**EXERCISE**:
Return the following from the records below: each line, word for word, starting with the line that contains "object | snow-capped mountain" and going on through the line that contains "object | paved road", with nothing outside that range.

◆ ◆ ◆ ◆ ◆ ◆ ◆

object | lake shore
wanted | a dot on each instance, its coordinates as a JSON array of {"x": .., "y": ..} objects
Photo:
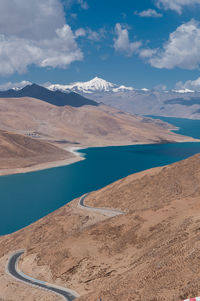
[{"x": 78, "y": 156}]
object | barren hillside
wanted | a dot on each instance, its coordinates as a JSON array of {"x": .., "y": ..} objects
[
  {"x": 150, "y": 253},
  {"x": 84, "y": 126},
  {"x": 18, "y": 151}
]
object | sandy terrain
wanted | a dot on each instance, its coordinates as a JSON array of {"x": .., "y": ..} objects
[
  {"x": 18, "y": 151},
  {"x": 38, "y": 123},
  {"x": 150, "y": 253}
]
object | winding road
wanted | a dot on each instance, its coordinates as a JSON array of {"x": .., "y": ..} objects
[
  {"x": 104, "y": 211},
  {"x": 12, "y": 269},
  {"x": 69, "y": 295}
]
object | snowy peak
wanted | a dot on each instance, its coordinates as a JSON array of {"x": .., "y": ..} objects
[
  {"x": 94, "y": 85},
  {"x": 182, "y": 91}
]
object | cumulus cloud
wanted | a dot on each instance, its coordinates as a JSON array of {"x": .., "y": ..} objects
[
  {"x": 10, "y": 85},
  {"x": 83, "y": 4},
  {"x": 149, "y": 13},
  {"x": 122, "y": 42},
  {"x": 181, "y": 50},
  {"x": 41, "y": 37},
  {"x": 176, "y": 5},
  {"x": 189, "y": 84},
  {"x": 147, "y": 53}
]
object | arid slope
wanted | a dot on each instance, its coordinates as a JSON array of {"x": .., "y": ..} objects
[
  {"x": 18, "y": 151},
  {"x": 150, "y": 253},
  {"x": 84, "y": 126}
]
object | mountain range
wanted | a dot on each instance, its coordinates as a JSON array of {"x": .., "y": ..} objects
[
  {"x": 57, "y": 97},
  {"x": 175, "y": 103}
]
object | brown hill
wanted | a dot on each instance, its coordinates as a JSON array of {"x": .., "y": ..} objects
[
  {"x": 150, "y": 253},
  {"x": 84, "y": 126},
  {"x": 68, "y": 126},
  {"x": 17, "y": 151}
]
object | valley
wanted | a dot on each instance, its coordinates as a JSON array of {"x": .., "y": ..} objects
[
  {"x": 62, "y": 128},
  {"x": 113, "y": 255}
]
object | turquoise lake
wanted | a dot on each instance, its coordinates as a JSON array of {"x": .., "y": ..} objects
[{"x": 27, "y": 197}]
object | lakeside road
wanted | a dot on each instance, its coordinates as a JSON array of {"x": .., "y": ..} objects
[
  {"x": 104, "y": 211},
  {"x": 12, "y": 270}
]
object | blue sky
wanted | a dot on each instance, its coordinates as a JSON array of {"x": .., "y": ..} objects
[{"x": 140, "y": 43}]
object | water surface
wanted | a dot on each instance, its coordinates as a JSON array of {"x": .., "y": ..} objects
[{"x": 27, "y": 197}]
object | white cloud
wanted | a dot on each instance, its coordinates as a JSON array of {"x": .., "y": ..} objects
[
  {"x": 41, "y": 37},
  {"x": 147, "y": 53},
  {"x": 181, "y": 50},
  {"x": 83, "y": 4},
  {"x": 91, "y": 34},
  {"x": 80, "y": 32},
  {"x": 10, "y": 85},
  {"x": 122, "y": 42},
  {"x": 176, "y": 5},
  {"x": 189, "y": 84},
  {"x": 149, "y": 13}
]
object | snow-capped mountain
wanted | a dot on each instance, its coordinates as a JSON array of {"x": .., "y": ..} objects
[
  {"x": 175, "y": 103},
  {"x": 94, "y": 85},
  {"x": 183, "y": 103}
]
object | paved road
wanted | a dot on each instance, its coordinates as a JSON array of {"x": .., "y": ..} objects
[
  {"x": 104, "y": 211},
  {"x": 13, "y": 271}
]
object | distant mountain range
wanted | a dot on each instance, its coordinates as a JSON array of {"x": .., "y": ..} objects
[
  {"x": 175, "y": 103},
  {"x": 57, "y": 97}
]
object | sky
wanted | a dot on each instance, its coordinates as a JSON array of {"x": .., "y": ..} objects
[{"x": 138, "y": 43}]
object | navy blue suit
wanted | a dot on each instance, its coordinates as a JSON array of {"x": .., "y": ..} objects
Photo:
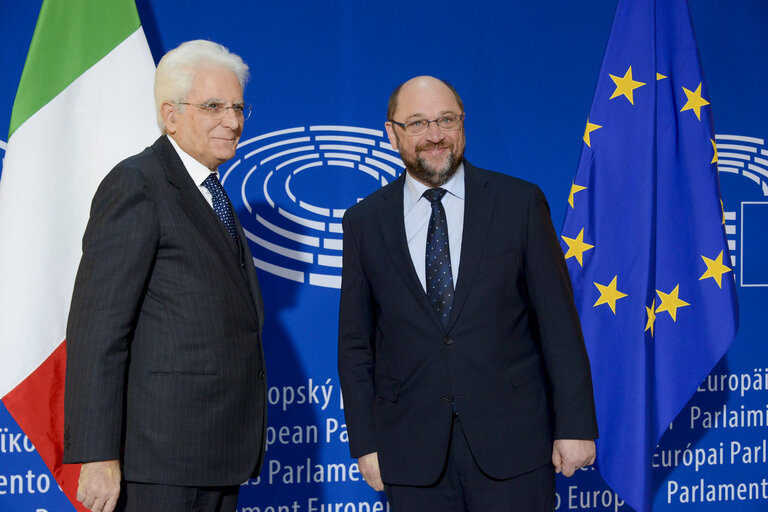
[{"x": 511, "y": 359}]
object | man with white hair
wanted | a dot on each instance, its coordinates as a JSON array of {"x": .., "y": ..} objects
[{"x": 165, "y": 387}]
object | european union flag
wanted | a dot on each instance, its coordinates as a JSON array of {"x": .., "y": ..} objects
[{"x": 644, "y": 239}]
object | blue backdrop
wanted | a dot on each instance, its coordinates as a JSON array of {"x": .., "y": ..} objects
[{"x": 321, "y": 76}]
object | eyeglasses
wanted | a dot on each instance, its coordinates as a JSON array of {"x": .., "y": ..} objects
[
  {"x": 446, "y": 123},
  {"x": 218, "y": 110}
]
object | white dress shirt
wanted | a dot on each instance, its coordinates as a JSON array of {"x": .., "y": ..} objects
[
  {"x": 197, "y": 171},
  {"x": 417, "y": 211}
]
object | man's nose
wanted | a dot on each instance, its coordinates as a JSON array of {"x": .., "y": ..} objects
[
  {"x": 434, "y": 133},
  {"x": 232, "y": 119}
]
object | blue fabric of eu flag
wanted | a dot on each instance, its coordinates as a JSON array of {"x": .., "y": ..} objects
[{"x": 644, "y": 239}]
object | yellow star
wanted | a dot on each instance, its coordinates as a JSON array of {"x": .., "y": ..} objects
[
  {"x": 715, "y": 269},
  {"x": 609, "y": 294},
  {"x": 574, "y": 188},
  {"x": 589, "y": 129},
  {"x": 670, "y": 303},
  {"x": 695, "y": 101},
  {"x": 625, "y": 85},
  {"x": 651, "y": 316},
  {"x": 577, "y": 247}
]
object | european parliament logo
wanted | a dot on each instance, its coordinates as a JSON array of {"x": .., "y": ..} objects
[
  {"x": 291, "y": 188},
  {"x": 746, "y": 219}
]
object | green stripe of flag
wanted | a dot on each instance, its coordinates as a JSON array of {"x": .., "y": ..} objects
[{"x": 70, "y": 37}]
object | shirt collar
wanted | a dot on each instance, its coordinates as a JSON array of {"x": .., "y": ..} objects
[
  {"x": 414, "y": 189},
  {"x": 196, "y": 170}
]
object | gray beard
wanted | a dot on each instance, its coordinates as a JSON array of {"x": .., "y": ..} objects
[{"x": 422, "y": 171}]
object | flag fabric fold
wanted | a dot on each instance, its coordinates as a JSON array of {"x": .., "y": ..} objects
[
  {"x": 644, "y": 239},
  {"x": 84, "y": 103}
]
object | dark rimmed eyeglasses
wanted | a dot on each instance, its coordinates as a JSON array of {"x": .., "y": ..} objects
[
  {"x": 218, "y": 110},
  {"x": 447, "y": 123}
]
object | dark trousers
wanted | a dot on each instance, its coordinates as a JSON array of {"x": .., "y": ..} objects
[
  {"x": 141, "y": 497},
  {"x": 464, "y": 487}
]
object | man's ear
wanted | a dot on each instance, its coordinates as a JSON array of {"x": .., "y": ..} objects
[
  {"x": 169, "y": 113},
  {"x": 391, "y": 134}
]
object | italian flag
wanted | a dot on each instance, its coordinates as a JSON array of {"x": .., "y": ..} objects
[{"x": 84, "y": 103}]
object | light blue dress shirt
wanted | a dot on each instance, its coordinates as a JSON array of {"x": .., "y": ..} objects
[{"x": 417, "y": 210}]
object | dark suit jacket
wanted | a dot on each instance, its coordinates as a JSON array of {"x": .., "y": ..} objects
[
  {"x": 165, "y": 367},
  {"x": 512, "y": 357}
]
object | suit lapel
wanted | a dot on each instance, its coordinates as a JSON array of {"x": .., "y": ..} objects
[
  {"x": 478, "y": 212},
  {"x": 200, "y": 213},
  {"x": 393, "y": 229}
]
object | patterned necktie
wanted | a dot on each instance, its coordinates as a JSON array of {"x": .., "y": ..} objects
[
  {"x": 438, "y": 260},
  {"x": 221, "y": 203}
]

◆ ◆ ◆ ◆ ◆ ◆ ◆

**ANSWER TO THIS EXERCISE**:
object | snow-capped mountain
wanted | a dot on each instance, its coordinates as a JSON array of {"x": .., "y": ..} objects
[
  {"x": 175, "y": 103},
  {"x": 94, "y": 85},
  {"x": 183, "y": 103}
]
object | paved road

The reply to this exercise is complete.